§ **WORK TASK**: Go through the listing below and say how many lines contain "chair"; write nothing but the number.
Segment Start: STUDY MATERIAL
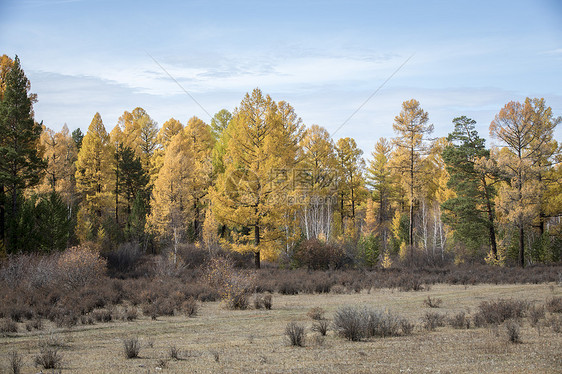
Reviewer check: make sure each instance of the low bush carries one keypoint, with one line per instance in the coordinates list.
(174, 353)
(350, 323)
(459, 321)
(356, 324)
(295, 332)
(15, 363)
(263, 301)
(381, 324)
(554, 305)
(555, 323)
(432, 303)
(498, 311)
(536, 313)
(321, 326)
(131, 347)
(48, 357)
(102, 315)
(8, 326)
(316, 254)
(234, 286)
(432, 320)
(190, 307)
(316, 313)
(513, 331)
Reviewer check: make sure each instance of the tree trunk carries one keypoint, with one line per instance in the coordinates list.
(2, 215)
(257, 243)
(521, 247)
(492, 230)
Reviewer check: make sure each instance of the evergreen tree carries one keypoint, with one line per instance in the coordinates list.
(471, 212)
(21, 164)
(94, 177)
(411, 126)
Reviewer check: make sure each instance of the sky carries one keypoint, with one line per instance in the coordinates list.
(345, 65)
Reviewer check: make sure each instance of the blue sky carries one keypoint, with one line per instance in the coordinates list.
(324, 57)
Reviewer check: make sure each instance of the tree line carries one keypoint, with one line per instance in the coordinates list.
(258, 180)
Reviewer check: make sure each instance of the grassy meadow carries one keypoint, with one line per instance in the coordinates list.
(234, 341)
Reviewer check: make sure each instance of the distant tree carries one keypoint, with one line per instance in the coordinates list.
(77, 136)
(220, 122)
(471, 212)
(526, 131)
(350, 181)
(94, 177)
(21, 164)
(411, 126)
(380, 178)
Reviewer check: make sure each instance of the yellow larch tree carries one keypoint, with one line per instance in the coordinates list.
(171, 212)
(249, 195)
(94, 178)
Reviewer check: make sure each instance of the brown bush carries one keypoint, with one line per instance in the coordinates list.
(432, 320)
(498, 311)
(315, 254)
(554, 305)
(316, 313)
(295, 333)
(80, 266)
(459, 321)
(8, 326)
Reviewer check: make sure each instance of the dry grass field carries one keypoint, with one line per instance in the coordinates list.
(219, 340)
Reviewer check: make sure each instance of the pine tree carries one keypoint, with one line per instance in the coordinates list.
(202, 143)
(380, 178)
(526, 131)
(411, 126)
(350, 181)
(94, 178)
(319, 172)
(21, 165)
(471, 213)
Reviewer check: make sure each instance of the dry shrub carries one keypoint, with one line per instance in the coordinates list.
(295, 333)
(321, 326)
(102, 315)
(536, 313)
(8, 326)
(432, 320)
(356, 324)
(131, 347)
(48, 357)
(349, 323)
(79, 266)
(459, 321)
(554, 305)
(316, 254)
(432, 303)
(289, 287)
(15, 362)
(263, 301)
(406, 326)
(174, 353)
(36, 324)
(513, 331)
(130, 314)
(190, 307)
(234, 286)
(555, 323)
(498, 311)
(338, 289)
(316, 313)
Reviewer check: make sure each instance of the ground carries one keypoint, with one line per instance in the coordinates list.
(218, 340)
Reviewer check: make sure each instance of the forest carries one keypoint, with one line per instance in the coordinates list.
(258, 181)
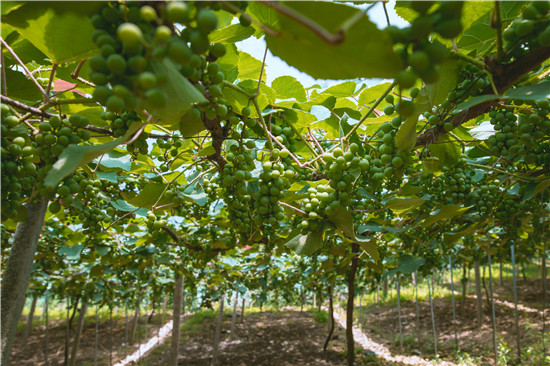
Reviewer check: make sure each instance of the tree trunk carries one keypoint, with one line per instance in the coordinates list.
(234, 317)
(176, 317)
(78, 333)
(217, 333)
(330, 318)
(479, 295)
(30, 316)
(135, 321)
(17, 272)
(349, 307)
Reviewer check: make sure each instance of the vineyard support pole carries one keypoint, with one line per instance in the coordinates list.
(453, 302)
(17, 272)
(30, 317)
(515, 291)
(398, 290)
(176, 318)
(349, 307)
(217, 333)
(493, 310)
(330, 318)
(78, 333)
(234, 316)
(479, 295)
(430, 288)
(417, 306)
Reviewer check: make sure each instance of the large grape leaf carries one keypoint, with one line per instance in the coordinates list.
(64, 34)
(365, 52)
(181, 93)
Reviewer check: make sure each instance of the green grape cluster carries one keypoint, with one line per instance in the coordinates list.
(414, 45)
(529, 30)
(321, 202)
(56, 134)
(343, 170)
(485, 197)
(19, 171)
(520, 137)
(454, 185)
(132, 37)
(389, 161)
(234, 180)
(170, 149)
(273, 183)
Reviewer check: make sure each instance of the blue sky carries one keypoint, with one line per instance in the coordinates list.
(276, 67)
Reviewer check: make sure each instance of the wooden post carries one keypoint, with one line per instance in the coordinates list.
(515, 291)
(78, 333)
(176, 318)
(479, 295)
(349, 308)
(234, 317)
(217, 333)
(30, 316)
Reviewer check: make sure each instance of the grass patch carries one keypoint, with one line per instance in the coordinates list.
(319, 316)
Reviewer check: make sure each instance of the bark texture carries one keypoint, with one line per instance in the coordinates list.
(17, 273)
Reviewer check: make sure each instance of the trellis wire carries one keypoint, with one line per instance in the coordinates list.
(453, 302)
(515, 291)
(493, 310)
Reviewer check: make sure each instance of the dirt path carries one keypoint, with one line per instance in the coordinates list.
(289, 338)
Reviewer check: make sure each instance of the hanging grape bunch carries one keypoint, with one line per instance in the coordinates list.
(414, 45)
(131, 38)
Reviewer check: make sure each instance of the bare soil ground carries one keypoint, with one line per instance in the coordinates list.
(289, 338)
(33, 353)
(383, 327)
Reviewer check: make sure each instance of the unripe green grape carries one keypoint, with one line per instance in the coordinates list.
(406, 79)
(180, 52)
(217, 50)
(98, 64)
(406, 108)
(115, 104)
(419, 60)
(148, 13)
(162, 34)
(137, 63)
(116, 64)
(199, 42)
(177, 12)
(129, 34)
(156, 98)
(147, 80)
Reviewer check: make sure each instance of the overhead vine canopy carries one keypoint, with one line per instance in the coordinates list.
(149, 132)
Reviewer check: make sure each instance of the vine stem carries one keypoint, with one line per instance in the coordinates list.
(29, 74)
(292, 208)
(501, 171)
(4, 83)
(496, 21)
(371, 109)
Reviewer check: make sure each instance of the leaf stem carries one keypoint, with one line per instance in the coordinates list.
(501, 171)
(29, 74)
(497, 24)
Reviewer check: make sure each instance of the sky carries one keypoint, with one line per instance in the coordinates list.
(276, 67)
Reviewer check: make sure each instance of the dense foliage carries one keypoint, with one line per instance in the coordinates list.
(160, 146)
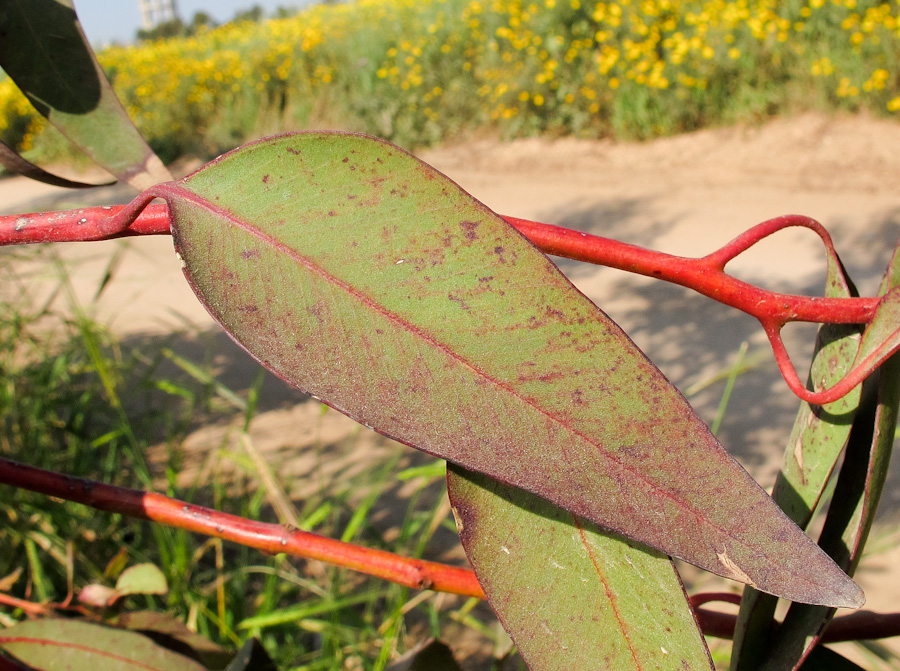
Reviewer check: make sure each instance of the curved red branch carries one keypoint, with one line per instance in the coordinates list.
(705, 275)
(415, 573)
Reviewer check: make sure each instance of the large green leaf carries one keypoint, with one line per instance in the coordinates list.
(814, 447)
(570, 595)
(43, 49)
(72, 645)
(370, 280)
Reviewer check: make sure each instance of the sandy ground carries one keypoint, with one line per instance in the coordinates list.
(684, 195)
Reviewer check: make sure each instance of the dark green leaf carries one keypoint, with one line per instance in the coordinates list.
(252, 657)
(815, 444)
(570, 595)
(172, 634)
(142, 579)
(433, 656)
(11, 160)
(826, 659)
(72, 645)
(367, 278)
(43, 49)
(859, 485)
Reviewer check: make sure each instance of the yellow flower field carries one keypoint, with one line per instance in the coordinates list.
(421, 71)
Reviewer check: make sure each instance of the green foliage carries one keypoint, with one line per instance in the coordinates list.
(423, 72)
(357, 273)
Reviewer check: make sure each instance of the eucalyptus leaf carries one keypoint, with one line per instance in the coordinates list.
(44, 50)
(73, 645)
(366, 278)
(571, 595)
(815, 444)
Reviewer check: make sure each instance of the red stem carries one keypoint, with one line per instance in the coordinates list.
(270, 538)
(415, 573)
(706, 275)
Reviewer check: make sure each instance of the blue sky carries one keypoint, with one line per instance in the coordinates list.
(108, 20)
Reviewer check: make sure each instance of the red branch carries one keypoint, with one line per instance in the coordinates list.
(706, 274)
(270, 538)
(414, 573)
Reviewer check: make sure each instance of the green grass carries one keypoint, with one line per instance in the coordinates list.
(75, 399)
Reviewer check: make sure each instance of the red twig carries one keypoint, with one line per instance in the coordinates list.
(270, 538)
(706, 275)
(415, 573)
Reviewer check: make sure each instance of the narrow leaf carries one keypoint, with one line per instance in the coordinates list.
(570, 595)
(814, 446)
(142, 579)
(432, 656)
(174, 635)
(72, 645)
(859, 486)
(367, 278)
(252, 657)
(826, 659)
(44, 50)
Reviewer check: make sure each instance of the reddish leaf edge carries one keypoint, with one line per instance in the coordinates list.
(275, 538)
(705, 275)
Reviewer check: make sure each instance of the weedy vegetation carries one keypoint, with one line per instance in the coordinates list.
(366, 279)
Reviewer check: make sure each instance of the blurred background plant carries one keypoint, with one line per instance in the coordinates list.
(421, 72)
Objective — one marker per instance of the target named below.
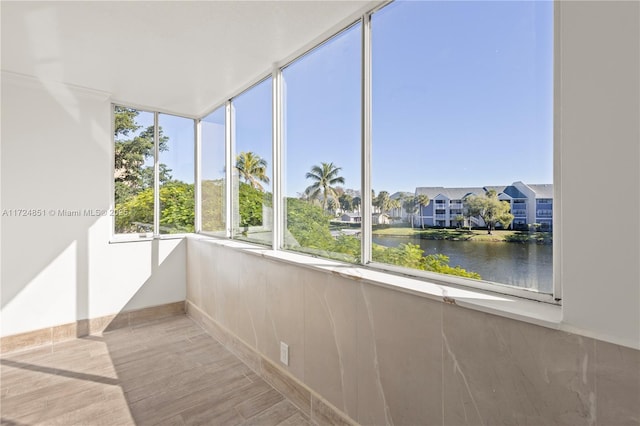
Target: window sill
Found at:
(133, 238)
(530, 311)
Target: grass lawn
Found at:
(466, 235)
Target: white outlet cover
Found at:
(284, 353)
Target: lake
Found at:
(522, 265)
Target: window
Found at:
(176, 174)
(212, 174)
(462, 97)
(322, 99)
(252, 194)
(134, 154)
(453, 97)
(153, 173)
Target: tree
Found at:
(132, 150)
(346, 202)
(332, 205)
(459, 220)
(177, 203)
(250, 201)
(396, 205)
(490, 209)
(382, 201)
(356, 204)
(252, 168)
(422, 200)
(325, 177)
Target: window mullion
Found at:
(277, 145)
(365, 205)
(156, 175)
(229, 152)
(197, 124)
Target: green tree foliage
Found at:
(134, 147)
(309, 225)
(250, 201)
(411, 207)
(346, 202)
(490, 209)
(213, 205)
(177, 201)
(132, 150)
(356, 203)
(382, 201)
(252, 168)
(421, 201)
(325, 177)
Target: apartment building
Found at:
(530, 204)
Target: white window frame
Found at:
(155, 234)
(278, 172)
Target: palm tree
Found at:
(252, 168)
(325, 176)
(422, 201)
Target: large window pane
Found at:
(253, 197)
(176, 174)
(133, 171)
(322, 144)
(212, 162)
(462, 139)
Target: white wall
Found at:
(599, 159)
(57, 154)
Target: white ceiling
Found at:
(177, 56)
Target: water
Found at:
(522, 265)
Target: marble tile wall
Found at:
(386, 357)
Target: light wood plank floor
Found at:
(168, 372)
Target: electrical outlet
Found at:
(284, 353)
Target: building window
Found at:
(212, 173)
(322, 99)
(153, 173)
(446, 98)
(252, 193)
(176, 174)
(470, 82)
(134, 155)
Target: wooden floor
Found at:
(165, 373)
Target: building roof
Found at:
(400, 194)
(451, 193)
(541, 190)
(544, 190)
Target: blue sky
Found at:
(462, 96)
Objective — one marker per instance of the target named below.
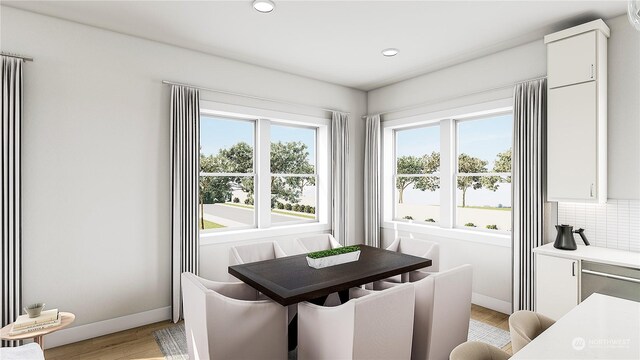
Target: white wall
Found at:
(449, 88)
(96, 158)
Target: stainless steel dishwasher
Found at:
(618, 281)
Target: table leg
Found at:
(40, 341)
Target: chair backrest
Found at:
(418, 247)
(374, 326)
(317, 243)
(475, 350)
(525, 326)
(244, 254)
(442, 312)
(225, 321)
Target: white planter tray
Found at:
(333, 260)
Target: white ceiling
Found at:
(336, 41)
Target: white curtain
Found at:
(372, 181)
(340, 171)
(528, 189)
(11, 192)
(185, 167)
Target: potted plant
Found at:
(341, 255)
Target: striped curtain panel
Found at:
(530, 113)
(185, 167)
(340, 175)
(11, 192)
(372, 181)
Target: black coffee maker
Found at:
(565, 240)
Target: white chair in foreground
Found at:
(31, 351)
(525, 326)
(475, 350)
(442, 311)
(244, 254)
(418, 247)
(373, 325)
(226, 321)
(318, 242)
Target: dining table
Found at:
(600, 327)
(290, 280)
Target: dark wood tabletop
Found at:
(290, 280)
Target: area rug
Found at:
(173, 341)
(479, 331)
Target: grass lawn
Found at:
(209, 225)
(292, 213)
(486, 208)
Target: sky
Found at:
(219, 133)
(483, 138)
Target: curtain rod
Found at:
(411, 107)
(25, 58)
(250, 96)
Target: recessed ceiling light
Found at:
(264, 6)
(390, 52)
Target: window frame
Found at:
(448, 172)
(263, 119)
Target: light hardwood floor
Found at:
(139, 343)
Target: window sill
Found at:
(500, 239)
(231, 236)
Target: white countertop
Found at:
(601, 327)
(594, 253)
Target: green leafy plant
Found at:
(332, 252)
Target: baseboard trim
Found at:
(491, 303)
(88, 331)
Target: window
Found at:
(450, 172)
(417, 168)
(293, 174)
(483, 177)
(260, 173)
(227, 177)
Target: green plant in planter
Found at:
(336, 251)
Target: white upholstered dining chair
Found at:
(227, 321)
(418, 247)
(244, 254)
(372, 325)
(442, 311)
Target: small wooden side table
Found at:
(38, 335)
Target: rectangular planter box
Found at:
(333, 260)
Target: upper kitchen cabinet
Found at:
(577, 113)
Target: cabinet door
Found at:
(572, 60)
(556, 285)
(572, 143)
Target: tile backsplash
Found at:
(614, 225)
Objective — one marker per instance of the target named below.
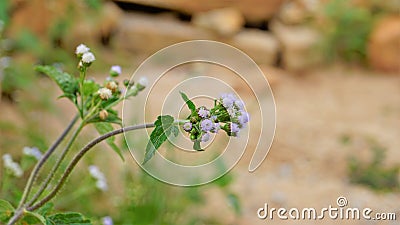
Segment End: STUDY MATERIAL
§ **YOUR RESPONSE**: 3